Rinomina "wet sand" in "damp sand" nelle righe che vanno da quella contenente "sand, I would be grateful." fino a quella contenente "485L413 484L411 486L410", entrambe incluse, e riporta solo queste righe lasciando invariato tutto il resto.

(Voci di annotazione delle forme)
# # # #

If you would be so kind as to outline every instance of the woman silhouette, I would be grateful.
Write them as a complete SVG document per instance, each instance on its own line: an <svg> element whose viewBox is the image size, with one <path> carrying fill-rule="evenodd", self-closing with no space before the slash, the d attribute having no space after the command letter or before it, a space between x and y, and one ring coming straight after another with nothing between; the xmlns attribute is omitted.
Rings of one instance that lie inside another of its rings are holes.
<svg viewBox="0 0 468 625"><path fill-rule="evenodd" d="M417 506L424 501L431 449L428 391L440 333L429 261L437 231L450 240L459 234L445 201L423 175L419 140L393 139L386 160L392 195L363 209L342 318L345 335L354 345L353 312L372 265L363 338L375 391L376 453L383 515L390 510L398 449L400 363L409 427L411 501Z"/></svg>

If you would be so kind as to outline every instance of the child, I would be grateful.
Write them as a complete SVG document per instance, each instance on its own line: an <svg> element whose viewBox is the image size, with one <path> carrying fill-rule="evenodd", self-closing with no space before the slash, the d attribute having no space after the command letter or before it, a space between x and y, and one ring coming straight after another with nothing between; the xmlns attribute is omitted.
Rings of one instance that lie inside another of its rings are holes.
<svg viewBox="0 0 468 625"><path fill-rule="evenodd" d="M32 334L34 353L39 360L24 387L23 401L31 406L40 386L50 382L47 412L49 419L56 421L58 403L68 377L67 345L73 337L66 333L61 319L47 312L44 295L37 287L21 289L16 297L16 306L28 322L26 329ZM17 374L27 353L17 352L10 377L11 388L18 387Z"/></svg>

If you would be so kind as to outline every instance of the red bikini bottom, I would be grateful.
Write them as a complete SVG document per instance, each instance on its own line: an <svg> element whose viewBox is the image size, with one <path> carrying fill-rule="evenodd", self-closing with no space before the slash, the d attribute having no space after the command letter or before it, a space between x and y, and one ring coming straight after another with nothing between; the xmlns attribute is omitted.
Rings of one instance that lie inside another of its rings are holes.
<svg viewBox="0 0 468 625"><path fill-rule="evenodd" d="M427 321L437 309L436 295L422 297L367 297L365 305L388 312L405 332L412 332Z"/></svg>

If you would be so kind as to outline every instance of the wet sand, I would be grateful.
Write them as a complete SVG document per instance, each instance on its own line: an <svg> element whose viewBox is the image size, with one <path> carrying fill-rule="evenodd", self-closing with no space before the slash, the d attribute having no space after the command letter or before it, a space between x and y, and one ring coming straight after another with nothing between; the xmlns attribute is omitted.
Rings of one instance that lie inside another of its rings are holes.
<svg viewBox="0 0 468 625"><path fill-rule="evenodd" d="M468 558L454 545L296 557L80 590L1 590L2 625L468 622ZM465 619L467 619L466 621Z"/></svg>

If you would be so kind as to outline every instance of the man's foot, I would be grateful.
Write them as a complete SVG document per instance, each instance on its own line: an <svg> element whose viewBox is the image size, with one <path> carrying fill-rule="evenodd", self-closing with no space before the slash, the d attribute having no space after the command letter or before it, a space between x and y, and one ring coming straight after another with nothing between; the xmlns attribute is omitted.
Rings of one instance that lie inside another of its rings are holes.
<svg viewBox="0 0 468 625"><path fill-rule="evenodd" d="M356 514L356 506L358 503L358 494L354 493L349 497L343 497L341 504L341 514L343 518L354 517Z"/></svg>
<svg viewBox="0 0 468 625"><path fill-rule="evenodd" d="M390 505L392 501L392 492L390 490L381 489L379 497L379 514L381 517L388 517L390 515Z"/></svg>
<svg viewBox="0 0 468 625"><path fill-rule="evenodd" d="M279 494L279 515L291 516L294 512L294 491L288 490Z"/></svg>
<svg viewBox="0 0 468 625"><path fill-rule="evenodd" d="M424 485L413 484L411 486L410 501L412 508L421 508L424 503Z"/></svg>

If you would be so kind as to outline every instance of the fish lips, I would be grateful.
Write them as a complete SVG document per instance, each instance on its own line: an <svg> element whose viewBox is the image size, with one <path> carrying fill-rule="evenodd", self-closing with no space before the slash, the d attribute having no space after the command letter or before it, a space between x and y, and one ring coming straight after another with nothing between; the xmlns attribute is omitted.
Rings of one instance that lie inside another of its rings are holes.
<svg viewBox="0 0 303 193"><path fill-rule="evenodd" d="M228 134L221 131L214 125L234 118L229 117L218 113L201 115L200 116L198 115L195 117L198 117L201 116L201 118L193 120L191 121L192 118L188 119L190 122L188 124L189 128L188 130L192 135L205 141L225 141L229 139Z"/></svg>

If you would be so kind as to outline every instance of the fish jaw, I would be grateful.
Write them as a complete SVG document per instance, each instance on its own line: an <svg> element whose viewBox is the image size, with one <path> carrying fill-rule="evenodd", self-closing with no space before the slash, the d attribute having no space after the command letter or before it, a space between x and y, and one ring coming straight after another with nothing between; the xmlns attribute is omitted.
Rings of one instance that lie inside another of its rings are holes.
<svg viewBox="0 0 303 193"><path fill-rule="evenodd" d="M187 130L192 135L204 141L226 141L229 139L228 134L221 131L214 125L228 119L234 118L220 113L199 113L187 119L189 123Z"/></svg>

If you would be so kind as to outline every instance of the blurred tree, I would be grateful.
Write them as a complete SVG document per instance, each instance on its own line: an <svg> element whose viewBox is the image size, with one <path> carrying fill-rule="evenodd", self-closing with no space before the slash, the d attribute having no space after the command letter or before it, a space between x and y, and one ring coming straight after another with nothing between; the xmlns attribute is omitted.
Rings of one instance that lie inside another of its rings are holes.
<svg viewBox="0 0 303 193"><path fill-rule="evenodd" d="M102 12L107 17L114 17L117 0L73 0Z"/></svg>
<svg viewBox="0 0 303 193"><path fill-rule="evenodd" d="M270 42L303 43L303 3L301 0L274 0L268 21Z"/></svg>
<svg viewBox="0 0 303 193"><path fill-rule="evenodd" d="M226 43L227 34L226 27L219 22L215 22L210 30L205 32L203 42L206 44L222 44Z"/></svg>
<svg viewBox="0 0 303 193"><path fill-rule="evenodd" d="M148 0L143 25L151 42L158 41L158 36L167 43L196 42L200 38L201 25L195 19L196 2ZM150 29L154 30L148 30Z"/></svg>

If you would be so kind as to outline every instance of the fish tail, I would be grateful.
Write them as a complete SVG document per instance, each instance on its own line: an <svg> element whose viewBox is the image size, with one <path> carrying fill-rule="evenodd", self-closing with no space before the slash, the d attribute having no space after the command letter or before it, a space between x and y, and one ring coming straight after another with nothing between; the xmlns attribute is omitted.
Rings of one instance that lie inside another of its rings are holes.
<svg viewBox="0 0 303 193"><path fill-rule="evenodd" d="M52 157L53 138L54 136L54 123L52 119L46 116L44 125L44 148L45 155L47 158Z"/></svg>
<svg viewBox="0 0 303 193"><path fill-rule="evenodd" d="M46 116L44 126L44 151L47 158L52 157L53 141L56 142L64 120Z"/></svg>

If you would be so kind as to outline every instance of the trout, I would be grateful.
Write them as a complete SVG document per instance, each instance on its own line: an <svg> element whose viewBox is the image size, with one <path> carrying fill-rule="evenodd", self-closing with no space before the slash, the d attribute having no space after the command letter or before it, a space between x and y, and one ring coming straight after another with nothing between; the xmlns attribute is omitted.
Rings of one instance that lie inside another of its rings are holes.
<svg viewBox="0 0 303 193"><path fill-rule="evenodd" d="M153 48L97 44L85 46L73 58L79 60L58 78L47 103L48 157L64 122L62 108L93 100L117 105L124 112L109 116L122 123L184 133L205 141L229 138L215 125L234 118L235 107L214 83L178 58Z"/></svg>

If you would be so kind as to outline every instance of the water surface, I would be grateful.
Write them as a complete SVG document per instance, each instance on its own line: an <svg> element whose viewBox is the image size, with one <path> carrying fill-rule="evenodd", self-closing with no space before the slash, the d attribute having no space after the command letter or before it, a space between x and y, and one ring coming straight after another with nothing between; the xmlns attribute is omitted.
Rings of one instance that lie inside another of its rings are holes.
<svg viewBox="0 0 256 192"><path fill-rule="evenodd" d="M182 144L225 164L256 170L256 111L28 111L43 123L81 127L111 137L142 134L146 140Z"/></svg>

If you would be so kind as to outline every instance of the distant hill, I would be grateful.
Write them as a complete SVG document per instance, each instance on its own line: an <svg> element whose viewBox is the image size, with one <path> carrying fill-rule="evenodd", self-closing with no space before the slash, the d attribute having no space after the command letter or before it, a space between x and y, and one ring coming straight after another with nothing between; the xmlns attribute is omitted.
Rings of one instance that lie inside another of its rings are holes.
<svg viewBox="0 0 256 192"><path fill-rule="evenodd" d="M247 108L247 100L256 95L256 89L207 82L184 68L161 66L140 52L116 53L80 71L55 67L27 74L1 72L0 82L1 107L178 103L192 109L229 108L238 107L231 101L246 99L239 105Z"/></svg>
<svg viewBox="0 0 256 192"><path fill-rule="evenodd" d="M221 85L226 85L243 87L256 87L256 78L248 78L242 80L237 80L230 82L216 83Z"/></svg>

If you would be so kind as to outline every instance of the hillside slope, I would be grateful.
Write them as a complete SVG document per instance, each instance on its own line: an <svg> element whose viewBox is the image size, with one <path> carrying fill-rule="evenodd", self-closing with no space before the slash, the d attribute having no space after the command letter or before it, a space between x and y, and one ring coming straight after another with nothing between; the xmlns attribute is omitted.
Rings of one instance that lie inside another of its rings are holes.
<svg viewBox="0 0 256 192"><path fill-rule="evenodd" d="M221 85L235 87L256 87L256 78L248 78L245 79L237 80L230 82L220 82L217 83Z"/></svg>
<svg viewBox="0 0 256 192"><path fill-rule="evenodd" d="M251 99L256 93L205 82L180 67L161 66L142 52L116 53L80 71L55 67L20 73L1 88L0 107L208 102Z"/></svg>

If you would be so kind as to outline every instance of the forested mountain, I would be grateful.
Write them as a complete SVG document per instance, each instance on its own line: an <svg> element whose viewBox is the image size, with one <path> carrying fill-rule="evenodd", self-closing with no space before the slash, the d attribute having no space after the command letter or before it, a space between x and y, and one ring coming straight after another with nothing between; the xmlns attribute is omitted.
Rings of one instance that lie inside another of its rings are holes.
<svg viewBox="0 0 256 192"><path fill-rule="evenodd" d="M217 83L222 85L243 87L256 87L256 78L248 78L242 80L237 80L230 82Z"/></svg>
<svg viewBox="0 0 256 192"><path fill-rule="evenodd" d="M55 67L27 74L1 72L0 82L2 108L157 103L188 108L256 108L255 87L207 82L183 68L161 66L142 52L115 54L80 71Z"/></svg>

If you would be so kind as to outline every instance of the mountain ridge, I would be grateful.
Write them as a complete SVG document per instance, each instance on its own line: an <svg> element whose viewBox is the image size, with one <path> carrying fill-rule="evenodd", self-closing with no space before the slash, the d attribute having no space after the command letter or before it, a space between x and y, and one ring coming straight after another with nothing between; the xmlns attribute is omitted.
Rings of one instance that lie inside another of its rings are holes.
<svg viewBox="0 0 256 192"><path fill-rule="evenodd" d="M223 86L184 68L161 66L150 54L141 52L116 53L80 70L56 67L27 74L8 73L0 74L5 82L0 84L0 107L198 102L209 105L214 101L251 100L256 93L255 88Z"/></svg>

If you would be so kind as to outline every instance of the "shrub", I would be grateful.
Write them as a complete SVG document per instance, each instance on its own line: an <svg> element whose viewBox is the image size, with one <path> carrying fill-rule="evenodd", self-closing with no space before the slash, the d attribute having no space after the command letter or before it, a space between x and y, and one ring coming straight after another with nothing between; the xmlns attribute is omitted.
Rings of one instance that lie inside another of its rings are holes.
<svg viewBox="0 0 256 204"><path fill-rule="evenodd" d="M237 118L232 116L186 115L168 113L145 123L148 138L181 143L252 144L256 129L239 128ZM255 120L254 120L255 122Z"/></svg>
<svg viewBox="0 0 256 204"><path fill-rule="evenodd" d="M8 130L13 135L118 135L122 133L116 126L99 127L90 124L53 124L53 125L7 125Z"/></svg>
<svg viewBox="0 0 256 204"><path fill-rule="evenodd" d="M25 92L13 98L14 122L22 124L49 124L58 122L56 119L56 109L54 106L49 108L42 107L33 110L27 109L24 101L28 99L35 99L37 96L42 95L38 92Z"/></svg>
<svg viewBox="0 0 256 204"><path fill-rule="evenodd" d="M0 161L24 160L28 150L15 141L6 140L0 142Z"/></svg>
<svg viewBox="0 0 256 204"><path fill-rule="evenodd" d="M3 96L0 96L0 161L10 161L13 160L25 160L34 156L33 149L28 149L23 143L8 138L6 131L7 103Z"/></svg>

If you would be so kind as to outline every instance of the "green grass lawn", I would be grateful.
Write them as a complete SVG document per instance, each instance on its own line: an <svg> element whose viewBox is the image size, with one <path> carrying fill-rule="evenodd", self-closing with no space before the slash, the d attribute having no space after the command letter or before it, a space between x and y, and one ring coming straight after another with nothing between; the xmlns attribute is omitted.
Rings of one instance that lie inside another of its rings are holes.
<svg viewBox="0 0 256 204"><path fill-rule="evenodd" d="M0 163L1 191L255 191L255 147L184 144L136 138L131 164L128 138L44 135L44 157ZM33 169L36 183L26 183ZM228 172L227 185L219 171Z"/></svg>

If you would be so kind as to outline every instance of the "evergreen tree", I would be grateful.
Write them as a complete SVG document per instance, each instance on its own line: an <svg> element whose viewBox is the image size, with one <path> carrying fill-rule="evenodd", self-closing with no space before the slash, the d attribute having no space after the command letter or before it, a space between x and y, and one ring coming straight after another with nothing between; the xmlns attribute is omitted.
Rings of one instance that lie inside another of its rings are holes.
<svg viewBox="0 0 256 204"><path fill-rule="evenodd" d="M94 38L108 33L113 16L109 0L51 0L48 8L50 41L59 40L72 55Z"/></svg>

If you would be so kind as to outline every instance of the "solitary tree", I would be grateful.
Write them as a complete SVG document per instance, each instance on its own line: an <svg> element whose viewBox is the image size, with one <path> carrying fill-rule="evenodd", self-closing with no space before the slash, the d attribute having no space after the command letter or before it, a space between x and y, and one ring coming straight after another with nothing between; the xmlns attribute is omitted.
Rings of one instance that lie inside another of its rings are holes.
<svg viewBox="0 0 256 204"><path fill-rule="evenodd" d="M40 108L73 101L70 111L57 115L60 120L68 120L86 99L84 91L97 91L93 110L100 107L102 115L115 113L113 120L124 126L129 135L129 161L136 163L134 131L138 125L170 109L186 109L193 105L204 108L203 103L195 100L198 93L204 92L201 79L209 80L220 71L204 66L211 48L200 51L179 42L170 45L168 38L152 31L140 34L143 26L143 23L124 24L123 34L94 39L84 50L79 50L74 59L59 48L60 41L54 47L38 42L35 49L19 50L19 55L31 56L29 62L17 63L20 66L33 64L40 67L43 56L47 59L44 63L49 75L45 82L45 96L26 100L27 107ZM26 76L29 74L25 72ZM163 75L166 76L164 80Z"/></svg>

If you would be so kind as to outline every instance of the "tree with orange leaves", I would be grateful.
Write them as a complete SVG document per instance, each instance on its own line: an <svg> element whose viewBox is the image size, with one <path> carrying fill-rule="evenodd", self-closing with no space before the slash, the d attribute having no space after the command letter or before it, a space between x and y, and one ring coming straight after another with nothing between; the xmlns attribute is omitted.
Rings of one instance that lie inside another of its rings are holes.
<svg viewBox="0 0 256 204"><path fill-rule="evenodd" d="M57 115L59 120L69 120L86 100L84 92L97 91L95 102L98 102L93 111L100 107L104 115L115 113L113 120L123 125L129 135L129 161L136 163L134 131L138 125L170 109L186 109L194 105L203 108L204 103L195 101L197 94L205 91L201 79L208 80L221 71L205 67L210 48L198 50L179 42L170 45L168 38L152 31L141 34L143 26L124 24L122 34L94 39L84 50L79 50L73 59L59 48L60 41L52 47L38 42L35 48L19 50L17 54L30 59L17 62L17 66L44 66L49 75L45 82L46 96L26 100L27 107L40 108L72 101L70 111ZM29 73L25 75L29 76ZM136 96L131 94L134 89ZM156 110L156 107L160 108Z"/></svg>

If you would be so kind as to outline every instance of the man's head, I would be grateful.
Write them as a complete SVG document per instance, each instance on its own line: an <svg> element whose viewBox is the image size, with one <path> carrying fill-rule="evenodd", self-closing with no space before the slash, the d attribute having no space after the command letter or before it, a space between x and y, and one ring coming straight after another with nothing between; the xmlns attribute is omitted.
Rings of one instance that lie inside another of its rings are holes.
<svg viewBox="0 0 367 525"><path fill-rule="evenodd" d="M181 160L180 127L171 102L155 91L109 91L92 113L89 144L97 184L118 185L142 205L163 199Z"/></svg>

# # # #

Soluzione completa:
If you would be so kind as to outline every instance of the damp sand, I would be grateful.
Write them as a complete SVG document per instance, each instance on its own line: an <svg> element whose viewBox is the image size, with one <path> carrying fill-rule="evenodd", self-closing with no space before the slash, the d attribute having no space after the command letter or before it, a space between x and y, and one ring coming straight after another with nothing between; the xmlns attribute is omitted.
Rings of one instance that lie inside another of its rings are holes.
<svg viewBox="0 0 468 625"><path fill-rule="evenodd" d="M468 558L454 545L296 557L80 590L1 590L2 625L468 622ZM465 619L467 619L466 621Z"/></svg>

If you would be so kind as to outline every instance of the man's foot, I would be grateful.
Write them as a complete SVG document per instance, each instance on its own line: an <svg> element whose viewBox is the image size, with one <path> carrying fill-rule="evenodd", self-closing with no space before the slash, the d attribute having no space after the command letter or before it, a space between x and y, and one ring coming straight after another with nothing between; the xmlns attribute is omitted.
Rings of one instance that lie inside another of its rings are holes.
<svg viewBox="0 0 468 625"><path fill-rule="evenodd" d="M356 514L356 506L358 503L358 494L354 493L349 497L343 497L341 504L341 514L343 518L354 517Z"/></svg>
<svg viewBox="0 0 468 625"><path fill-rule="evenodd" d="M390 505L392 501L392 492L390 490L381 489L379 497L379 514L381 517L388 517L390 515Z"/></svg>
<svg viewBox="0 0 468 625"><path fill-rule="evenodd" d="M279 494L279 515L291 516L294 512L294 491L288 490Z"/></svg>
<svg viewBox="0 0 468 625"><path fill-rule="evenodd" d="M424 485L413 484L411 486L410 501L412 508L421 508L424 503Z"/></svg>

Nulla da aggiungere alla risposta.